**TASK MATERIAL:**

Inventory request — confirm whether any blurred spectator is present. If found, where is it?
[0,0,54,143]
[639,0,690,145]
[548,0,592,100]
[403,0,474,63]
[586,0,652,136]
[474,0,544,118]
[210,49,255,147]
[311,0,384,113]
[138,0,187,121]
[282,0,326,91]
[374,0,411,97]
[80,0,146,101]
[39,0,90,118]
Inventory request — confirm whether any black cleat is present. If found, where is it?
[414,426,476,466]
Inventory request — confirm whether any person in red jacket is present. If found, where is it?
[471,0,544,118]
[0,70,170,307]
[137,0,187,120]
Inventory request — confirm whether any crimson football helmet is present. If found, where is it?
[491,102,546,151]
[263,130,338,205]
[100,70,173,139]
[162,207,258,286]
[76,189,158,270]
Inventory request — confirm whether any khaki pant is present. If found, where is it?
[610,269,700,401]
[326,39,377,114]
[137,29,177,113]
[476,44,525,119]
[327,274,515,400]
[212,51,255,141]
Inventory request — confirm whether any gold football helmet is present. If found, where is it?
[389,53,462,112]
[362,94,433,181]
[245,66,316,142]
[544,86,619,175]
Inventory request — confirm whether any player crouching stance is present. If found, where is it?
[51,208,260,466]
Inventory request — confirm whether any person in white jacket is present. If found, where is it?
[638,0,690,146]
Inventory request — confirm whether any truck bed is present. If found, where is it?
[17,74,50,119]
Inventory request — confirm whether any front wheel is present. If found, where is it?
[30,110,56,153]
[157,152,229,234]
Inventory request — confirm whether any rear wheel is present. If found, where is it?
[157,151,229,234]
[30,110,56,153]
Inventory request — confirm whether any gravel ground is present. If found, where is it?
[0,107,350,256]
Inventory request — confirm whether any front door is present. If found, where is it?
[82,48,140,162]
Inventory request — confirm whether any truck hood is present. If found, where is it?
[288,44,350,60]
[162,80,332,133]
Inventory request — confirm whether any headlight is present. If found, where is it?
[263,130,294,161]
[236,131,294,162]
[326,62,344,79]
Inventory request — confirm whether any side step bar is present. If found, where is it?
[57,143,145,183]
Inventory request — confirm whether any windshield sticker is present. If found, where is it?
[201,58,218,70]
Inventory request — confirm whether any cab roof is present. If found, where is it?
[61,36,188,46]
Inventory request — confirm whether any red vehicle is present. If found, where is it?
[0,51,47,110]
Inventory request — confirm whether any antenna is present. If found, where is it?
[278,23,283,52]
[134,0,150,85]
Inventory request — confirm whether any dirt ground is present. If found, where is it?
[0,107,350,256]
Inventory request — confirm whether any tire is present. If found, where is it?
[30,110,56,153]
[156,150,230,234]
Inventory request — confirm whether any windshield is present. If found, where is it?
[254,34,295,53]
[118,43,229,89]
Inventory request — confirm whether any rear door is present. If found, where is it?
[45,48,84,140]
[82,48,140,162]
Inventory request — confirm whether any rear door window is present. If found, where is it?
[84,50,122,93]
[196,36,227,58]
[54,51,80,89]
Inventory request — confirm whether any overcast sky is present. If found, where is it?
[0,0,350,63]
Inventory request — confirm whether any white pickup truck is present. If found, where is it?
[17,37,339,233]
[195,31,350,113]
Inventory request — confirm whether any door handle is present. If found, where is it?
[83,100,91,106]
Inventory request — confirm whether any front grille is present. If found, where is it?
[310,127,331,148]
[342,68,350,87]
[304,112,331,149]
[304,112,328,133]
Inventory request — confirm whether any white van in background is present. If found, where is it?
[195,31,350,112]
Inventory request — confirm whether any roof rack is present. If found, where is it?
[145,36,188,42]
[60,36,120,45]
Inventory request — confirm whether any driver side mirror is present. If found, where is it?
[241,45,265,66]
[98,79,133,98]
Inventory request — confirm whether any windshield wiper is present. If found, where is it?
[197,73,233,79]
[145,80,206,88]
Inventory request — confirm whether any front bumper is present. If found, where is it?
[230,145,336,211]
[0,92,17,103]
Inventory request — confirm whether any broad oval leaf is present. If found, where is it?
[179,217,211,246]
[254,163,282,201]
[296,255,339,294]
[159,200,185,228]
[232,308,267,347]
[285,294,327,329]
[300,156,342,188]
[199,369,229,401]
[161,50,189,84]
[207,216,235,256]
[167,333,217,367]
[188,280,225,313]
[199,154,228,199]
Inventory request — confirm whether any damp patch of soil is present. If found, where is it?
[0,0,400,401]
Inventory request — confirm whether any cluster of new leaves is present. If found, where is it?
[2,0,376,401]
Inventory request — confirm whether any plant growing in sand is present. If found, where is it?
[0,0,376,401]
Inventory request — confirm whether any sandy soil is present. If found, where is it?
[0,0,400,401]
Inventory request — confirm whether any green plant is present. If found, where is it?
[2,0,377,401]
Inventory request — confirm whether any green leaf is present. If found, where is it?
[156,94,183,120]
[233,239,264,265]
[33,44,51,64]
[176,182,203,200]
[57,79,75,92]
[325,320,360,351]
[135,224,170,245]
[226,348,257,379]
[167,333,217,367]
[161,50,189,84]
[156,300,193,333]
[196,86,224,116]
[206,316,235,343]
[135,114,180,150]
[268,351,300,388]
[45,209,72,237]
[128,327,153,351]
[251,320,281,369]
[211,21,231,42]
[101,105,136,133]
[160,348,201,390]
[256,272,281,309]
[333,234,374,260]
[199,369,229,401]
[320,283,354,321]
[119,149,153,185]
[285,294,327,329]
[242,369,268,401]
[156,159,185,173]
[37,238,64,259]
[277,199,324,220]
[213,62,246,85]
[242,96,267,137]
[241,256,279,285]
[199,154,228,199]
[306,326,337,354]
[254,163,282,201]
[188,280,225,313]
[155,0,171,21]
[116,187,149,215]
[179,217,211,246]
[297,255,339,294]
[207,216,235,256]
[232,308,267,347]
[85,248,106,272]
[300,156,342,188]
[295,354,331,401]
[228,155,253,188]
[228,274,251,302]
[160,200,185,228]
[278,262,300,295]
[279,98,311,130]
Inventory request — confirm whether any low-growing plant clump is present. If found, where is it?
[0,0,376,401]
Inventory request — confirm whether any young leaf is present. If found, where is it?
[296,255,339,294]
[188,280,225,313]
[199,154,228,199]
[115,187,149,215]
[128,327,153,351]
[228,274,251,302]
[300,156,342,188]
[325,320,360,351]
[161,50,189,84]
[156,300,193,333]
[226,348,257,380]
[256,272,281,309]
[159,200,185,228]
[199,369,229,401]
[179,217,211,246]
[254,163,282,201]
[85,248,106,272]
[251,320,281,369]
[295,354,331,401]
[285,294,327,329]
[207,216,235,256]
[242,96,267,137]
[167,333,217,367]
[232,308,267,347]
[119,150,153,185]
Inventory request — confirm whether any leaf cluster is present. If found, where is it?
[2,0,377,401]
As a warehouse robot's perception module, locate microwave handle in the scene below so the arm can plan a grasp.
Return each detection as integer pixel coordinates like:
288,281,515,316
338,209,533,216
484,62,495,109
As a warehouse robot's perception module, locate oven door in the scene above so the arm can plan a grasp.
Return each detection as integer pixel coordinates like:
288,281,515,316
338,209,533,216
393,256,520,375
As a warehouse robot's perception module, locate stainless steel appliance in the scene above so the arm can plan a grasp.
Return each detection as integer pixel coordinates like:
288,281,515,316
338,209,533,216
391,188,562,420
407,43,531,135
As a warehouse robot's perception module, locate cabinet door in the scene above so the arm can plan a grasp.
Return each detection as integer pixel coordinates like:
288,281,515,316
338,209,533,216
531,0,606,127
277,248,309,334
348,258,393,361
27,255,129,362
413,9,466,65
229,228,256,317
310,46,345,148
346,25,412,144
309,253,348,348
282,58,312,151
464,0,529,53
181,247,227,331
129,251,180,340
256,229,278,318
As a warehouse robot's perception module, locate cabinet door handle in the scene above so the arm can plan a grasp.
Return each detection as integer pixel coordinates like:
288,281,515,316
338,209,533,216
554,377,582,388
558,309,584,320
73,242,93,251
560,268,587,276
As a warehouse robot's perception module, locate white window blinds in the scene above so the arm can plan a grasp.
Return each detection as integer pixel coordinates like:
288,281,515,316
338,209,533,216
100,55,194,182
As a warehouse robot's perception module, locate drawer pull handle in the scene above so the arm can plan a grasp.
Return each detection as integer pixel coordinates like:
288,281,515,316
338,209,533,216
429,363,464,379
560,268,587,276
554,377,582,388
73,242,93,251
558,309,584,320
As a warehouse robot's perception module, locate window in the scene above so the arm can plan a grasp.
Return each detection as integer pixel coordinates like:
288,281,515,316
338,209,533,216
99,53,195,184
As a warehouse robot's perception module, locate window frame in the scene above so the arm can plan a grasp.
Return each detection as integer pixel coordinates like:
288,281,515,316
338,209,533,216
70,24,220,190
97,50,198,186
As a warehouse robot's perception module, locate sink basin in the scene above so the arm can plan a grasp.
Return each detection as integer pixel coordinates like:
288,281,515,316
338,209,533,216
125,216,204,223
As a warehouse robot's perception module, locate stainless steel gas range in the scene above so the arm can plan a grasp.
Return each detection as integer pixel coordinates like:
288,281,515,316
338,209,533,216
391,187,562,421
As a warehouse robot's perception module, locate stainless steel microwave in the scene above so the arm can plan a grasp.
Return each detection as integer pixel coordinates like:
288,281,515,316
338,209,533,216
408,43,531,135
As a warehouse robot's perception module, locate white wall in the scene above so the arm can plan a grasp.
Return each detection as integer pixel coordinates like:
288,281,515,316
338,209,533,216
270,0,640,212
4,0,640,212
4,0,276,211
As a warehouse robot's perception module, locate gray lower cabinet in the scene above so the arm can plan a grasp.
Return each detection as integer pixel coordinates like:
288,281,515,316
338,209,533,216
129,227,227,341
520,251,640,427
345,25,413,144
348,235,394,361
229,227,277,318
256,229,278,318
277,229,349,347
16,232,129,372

**EXERCISE AIM:**
Render the stretch from the line containing "Inventory request — confirm whether any front grille" through the line containing "[0,92,17,103]" as a Markdown table with two columns, Row and Line. Number each line in order and leave out any blank lines.

**RESPONSE TO THE TASK:**
| Row | Line |
|---|---|
| 1 | Inventory request — confirm whether any front grille is present. If found, where is it? |
| 2 | [310,127,331,148] |
| 3 | [342,68,350,87] |
| 4 | [304,112,331,149] |
| 5 | [304,112,328,133] |
| 6 | Inventory request — confirm whether any white van in background is present. If found, where is it? |
| 7 | [195,31,350,112] |
| 8 | Inventory request — confirm whether any roof rack is present. If found, where is it? |
| 9 | [145,36,188,42] |
| 10 | [60,36,120,45] |
| 11 | Inventory request — confirm whether any driver side mirror is present. If found, where is it? |
| 12 | [241,45,265,66] |
| 13 | [98,79,133,98] |
| 14 | Inventory request — confirm whether any windshield wiper is present. If found, where is it? |
| 15 | [197,73,233,79] |
| 16 | [145,80,206,88] |
| 17 | Inventory request — confirm whether any front bumper is present. If found, where is it? |
| 18 | [230,145,336,211] |
| 19 | [0,92,17,103] |